### What is expected:
How many lines of the material below contain the string "gets"? Case counts, and the reply should be the number alone.
++++ Dataset content
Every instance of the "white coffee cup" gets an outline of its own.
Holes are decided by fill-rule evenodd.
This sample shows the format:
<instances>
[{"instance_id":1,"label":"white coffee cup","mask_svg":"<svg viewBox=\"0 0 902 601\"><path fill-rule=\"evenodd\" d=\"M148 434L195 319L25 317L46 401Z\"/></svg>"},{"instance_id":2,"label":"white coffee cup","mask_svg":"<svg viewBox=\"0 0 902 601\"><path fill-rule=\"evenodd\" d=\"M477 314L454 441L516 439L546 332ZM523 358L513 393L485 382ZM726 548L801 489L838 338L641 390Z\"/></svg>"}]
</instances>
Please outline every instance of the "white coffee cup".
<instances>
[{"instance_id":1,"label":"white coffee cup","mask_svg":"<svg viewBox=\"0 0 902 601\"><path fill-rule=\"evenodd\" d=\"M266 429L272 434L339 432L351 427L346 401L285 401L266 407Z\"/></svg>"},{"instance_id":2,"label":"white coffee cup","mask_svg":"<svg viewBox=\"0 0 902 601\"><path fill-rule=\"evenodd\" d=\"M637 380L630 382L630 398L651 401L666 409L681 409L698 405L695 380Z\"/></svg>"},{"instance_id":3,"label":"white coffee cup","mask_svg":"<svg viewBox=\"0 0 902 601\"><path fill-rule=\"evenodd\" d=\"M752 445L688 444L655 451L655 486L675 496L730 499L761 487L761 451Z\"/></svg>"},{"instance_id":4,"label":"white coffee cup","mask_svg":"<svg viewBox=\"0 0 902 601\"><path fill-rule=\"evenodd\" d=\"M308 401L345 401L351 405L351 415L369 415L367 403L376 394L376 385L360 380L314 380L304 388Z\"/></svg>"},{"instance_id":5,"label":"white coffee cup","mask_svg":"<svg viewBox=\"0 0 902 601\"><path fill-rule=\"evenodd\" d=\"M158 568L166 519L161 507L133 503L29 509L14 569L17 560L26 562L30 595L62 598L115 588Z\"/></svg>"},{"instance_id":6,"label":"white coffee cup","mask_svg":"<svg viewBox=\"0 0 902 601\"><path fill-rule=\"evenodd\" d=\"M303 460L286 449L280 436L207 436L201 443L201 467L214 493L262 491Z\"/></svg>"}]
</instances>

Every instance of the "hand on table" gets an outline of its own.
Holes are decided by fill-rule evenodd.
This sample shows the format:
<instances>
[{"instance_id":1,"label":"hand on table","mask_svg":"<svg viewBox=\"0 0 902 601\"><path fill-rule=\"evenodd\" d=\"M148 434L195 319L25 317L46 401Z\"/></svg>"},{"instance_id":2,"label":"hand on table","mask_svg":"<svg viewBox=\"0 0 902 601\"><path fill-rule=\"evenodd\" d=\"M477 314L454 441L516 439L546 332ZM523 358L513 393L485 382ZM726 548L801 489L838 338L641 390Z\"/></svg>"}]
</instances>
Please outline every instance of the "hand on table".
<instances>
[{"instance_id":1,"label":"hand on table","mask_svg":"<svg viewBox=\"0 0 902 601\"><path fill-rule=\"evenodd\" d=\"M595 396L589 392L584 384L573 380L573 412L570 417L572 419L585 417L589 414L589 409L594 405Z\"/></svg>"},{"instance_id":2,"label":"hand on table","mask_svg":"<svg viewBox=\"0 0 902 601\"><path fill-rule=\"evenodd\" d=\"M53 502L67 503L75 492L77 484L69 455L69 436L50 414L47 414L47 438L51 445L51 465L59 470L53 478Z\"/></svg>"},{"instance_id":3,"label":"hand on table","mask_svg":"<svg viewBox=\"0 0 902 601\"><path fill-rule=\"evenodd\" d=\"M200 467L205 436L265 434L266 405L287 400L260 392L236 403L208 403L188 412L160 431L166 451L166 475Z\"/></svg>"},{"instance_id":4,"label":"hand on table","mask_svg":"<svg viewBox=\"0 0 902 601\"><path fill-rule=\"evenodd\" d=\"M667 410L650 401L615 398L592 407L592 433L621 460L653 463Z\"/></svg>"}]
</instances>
++++++++
### Task result:
2